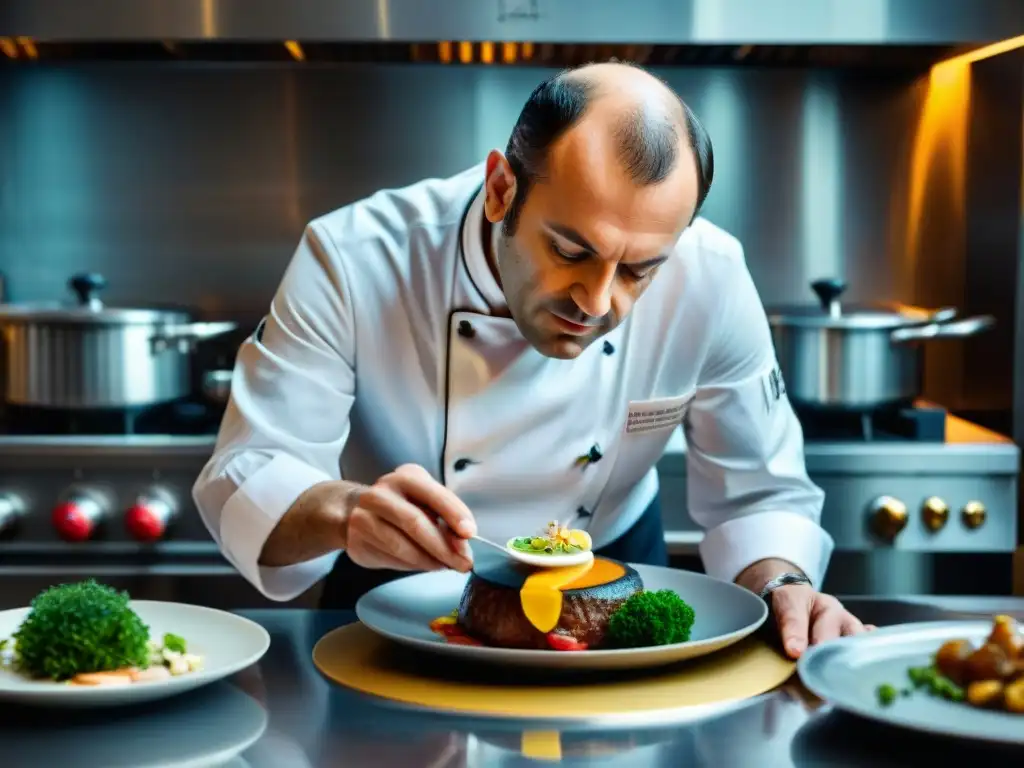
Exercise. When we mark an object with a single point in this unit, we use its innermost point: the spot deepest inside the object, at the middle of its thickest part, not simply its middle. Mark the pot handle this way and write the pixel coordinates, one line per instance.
(957, 330)
(86, 287)
(828, 291)
(185, 337)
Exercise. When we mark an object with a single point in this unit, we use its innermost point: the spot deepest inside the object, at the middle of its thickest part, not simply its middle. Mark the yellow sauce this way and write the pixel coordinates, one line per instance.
(541, 594)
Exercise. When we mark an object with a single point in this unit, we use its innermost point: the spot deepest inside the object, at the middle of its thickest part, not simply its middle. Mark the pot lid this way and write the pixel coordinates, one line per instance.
(828, 312)
(87, 308)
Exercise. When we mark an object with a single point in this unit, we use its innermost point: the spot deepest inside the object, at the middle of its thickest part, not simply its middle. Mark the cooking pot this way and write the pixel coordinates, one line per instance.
(87, 355)
(861, 357)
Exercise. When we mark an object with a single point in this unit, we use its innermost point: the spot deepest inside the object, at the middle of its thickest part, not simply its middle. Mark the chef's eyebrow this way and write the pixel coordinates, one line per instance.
(570, 235)
(576, 238)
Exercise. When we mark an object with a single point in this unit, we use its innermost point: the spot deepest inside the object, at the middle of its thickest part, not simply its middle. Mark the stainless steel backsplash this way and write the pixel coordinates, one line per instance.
(193, 183)
(190, 183)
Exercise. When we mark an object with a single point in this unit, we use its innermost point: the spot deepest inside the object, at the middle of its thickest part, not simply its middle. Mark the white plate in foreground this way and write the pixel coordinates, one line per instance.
(226, 642)
(724, 613)
(848, 672)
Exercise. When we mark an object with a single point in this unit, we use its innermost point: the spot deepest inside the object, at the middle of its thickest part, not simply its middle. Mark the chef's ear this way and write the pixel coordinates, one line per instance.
(499, 185)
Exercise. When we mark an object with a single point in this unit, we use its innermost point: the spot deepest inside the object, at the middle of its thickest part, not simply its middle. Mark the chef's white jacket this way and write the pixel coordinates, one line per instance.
(382, 347)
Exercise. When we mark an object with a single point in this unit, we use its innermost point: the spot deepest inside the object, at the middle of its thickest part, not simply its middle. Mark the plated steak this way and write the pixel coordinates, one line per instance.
(492, 608)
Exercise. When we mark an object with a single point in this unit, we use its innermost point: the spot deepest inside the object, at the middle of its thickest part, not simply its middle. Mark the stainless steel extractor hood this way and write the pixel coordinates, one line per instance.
(578, 22)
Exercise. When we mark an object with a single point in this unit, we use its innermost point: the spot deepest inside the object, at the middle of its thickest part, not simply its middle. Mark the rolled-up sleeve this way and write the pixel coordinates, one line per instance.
(748, 483)
(288, 418)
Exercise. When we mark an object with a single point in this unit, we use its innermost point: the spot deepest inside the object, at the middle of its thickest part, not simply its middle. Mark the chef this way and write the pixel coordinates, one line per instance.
(512, 345)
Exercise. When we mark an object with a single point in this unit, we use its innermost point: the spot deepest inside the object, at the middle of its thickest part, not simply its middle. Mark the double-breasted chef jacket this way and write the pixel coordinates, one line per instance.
(383, 347)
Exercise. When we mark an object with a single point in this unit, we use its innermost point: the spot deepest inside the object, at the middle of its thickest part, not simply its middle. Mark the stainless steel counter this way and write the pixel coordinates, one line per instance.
(282, 714)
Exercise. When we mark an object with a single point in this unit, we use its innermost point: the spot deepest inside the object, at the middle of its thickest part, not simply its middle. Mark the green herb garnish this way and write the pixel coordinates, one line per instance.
(887, 694)
(83, 627)
(646, 619)
(931, 681)
(542, 546)
(174, 643)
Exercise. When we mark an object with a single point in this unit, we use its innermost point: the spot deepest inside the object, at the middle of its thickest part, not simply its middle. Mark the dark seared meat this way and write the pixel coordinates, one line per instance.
(494, 614)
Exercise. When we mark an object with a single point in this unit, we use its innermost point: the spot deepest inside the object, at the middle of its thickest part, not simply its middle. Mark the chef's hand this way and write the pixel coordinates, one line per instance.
(394, 524)
(808, 617)
(390, 524)
(803, 615)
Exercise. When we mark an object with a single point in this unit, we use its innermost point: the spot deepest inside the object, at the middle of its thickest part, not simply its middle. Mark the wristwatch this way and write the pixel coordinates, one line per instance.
(782, 580)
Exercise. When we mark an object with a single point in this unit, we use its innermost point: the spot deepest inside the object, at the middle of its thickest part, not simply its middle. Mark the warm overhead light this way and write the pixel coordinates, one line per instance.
(29, 47)
(940, 142)
(987, 51)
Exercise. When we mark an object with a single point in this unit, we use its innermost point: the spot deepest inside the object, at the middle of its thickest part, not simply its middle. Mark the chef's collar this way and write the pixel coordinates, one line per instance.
(476, 258)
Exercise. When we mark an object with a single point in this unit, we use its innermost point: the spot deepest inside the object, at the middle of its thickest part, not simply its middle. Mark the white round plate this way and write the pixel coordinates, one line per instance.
(549, 561)
(848, 672)
(724, 613)
(209, 728)
(226, 642)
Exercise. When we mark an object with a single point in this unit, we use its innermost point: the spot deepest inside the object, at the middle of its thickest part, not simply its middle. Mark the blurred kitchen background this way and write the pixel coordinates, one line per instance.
(174, 151)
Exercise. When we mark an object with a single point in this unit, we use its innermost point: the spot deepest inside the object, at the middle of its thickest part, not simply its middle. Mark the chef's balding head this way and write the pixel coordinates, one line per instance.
(604, 169)
(648, 128)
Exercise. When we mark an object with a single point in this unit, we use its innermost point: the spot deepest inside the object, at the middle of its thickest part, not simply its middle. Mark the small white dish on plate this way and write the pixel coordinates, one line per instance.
(549, 561)
(226, 643)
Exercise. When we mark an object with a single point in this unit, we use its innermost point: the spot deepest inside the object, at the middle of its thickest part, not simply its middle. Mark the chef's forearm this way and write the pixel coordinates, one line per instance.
(314, 525)
(756, 576)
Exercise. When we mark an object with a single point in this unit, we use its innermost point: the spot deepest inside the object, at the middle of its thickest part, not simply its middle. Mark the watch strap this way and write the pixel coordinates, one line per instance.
(782, 580)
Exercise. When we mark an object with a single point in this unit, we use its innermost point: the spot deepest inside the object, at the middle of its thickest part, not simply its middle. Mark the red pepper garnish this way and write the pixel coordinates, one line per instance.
(564, 642)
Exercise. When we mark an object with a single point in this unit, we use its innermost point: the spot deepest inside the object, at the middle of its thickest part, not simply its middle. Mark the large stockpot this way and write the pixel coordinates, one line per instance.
(87, 355)
(861, 357)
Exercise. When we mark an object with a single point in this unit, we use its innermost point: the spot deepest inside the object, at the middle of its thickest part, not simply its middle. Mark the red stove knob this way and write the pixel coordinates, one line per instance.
(11, 509)
(76, 519)
(146, 520)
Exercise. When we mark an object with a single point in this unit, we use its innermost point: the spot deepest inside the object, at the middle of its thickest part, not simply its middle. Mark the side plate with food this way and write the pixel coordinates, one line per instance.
(87, 644)
(961, 679)
(598, 614)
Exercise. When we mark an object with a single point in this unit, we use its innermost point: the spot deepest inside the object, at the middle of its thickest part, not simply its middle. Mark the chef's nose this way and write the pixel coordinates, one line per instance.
(594, 292)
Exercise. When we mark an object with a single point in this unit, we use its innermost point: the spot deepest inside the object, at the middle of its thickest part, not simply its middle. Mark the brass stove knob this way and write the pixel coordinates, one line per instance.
(889, 516)
(935, 512)
(973, 514)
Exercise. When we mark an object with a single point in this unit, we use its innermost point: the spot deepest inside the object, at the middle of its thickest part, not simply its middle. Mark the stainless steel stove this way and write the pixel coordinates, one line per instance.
(918, 501)
(111, 497)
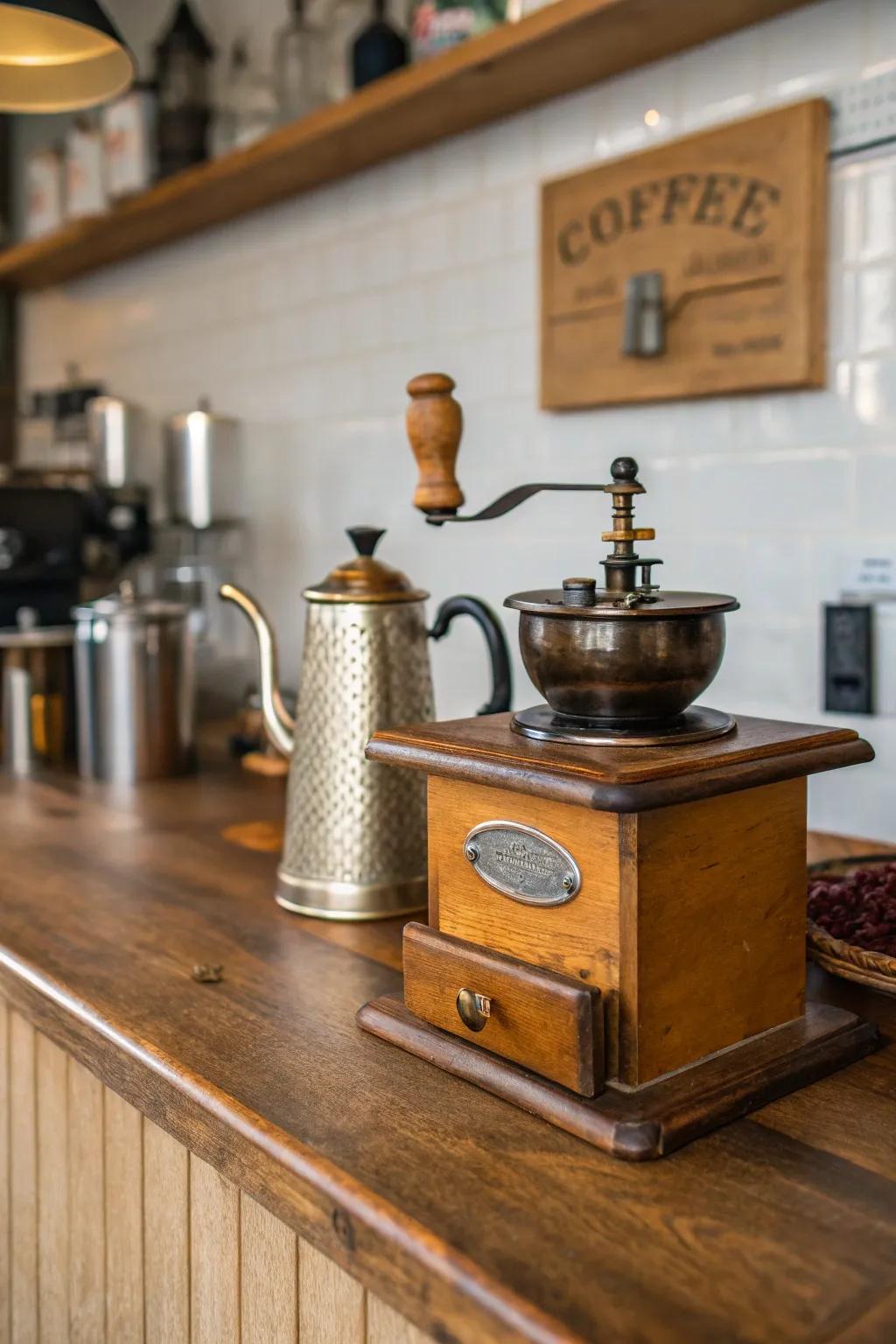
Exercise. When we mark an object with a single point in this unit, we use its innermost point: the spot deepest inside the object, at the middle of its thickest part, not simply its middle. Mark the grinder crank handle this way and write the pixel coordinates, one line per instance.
(434, 426)
(499, 654)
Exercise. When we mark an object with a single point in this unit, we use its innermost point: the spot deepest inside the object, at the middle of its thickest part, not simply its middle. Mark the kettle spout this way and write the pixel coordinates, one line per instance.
(278, 724)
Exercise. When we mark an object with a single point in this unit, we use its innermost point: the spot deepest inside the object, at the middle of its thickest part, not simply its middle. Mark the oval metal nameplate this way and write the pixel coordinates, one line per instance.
(522, 863)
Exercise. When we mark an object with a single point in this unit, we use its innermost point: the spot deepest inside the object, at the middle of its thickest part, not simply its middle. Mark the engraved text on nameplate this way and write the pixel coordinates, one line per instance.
(522, 863)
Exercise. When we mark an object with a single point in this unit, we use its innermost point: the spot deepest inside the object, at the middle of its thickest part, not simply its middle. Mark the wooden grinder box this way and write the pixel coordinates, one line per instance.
(667, 995)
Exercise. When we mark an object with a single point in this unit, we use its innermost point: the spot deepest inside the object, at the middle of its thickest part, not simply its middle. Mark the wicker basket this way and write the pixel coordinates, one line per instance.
(875, 970)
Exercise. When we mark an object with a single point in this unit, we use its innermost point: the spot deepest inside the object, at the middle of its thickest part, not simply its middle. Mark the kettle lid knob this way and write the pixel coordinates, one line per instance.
(366, 539)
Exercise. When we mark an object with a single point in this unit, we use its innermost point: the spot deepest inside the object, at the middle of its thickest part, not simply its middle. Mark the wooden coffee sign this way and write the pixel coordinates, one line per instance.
(690, 269)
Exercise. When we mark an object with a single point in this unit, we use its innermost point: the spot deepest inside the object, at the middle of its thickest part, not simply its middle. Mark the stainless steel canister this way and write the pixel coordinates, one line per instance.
(203, 468)
(115, 430)
(136, 689)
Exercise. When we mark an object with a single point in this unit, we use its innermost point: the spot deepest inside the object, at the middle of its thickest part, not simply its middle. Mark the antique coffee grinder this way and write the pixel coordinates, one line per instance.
(617, 878)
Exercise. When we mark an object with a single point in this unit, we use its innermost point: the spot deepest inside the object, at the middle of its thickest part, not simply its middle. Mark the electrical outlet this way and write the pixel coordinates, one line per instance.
(863, 113)
(848, 659)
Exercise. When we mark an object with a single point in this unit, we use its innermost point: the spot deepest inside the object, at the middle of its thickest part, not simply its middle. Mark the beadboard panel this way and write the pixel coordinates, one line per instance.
(118, 1234)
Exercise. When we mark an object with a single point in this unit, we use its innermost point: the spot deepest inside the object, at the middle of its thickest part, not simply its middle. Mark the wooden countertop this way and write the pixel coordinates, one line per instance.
(476, 1221)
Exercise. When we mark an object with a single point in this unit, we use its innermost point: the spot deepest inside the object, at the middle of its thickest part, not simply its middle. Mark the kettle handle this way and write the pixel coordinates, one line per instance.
(494, 637)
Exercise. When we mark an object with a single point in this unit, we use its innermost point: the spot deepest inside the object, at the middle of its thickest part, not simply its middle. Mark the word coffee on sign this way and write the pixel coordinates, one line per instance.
(732, 222)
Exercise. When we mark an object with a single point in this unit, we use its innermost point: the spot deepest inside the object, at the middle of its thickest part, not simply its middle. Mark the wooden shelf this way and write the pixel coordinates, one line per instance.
(556, 50)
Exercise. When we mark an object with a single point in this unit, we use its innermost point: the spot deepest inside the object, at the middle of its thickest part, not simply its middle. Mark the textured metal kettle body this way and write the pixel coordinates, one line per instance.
(355, 843)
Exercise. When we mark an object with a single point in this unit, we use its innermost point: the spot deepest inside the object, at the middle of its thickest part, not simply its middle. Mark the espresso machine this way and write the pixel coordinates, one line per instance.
(617, 875)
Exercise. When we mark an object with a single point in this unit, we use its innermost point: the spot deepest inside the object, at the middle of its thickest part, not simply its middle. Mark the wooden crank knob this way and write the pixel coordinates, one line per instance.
(434, 426)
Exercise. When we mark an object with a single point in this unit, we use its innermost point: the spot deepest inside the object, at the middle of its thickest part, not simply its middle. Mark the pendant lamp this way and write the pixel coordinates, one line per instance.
(58, 55)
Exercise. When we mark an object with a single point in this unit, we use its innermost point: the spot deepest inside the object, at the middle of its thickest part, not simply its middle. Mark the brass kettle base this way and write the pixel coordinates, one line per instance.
(349, 900)
(696, 724)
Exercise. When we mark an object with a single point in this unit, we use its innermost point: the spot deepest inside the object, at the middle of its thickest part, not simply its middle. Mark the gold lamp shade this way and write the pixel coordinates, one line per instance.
(60, 55)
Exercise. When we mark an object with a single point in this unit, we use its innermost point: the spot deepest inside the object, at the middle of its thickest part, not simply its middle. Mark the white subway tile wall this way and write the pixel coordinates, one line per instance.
(308, 318)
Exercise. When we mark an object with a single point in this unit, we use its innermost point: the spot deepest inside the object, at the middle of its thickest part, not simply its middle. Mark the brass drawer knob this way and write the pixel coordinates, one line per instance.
(473, 1010)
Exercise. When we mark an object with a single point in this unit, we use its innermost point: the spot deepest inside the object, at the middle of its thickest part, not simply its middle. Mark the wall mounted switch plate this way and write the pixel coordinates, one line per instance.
(848, 659)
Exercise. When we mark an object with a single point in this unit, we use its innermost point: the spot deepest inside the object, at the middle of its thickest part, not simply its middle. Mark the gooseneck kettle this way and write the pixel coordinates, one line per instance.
(355, 835)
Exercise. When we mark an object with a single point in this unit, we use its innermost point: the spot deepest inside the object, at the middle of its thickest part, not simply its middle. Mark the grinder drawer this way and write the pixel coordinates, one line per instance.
(546, 1022)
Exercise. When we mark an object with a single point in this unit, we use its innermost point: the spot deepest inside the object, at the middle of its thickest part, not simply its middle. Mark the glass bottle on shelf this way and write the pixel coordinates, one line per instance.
(378, 50)
(248, 110)
(300, 65)
(346, 20)
(183, 58)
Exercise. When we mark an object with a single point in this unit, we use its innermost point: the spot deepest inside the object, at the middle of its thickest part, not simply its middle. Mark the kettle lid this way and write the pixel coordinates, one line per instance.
(364, 578)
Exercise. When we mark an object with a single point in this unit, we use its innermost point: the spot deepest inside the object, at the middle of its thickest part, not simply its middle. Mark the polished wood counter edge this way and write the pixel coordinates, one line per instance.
(476, 1221)
(620, 779)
------------------------
> _Written request_
Every line from the one containing "the grinder drawer" through the end of the data must be repeated exactly, and no other line.

> _Exercise result_
Exercise. When we mark an object with a single point in this unit, we use its innermost point: the spot deepest inside the object, at the middle of its thickest part, not simply its middle. Mark the grinder drawer this way and write the pixel coordinates, one line per instance.
(546, 1022)
Exercise. When we mark an object with a single point in this unit, we use its innermost point: the spot deepest inside the object, at the middle of its thickest part, not simply its middle. Mark the glass bottle on shelf this way and write the pixel coordinates, one line per instance.
(378, 50)
(248, 110)
(300, 65)
(346, 20)
(183, 58)
Exercise. When we mark an object with a single point in this unit, we use its innermost point: the spot deepest inside the object, at the middle of its thickest part, not simply its middle. Mark the kettle lid this way and write the pixel coordinates, one line per instance.
(364, 578)
Exercise. When we mark an object with a single point in this unit, we use its innermost point: the spot deepest inside the object, at the middle of its thickest part, not simply its middle. Mark the polished wood counter edge this way and write the pixel coordinates, one line per instance.
(476, 1221)
(620, 779)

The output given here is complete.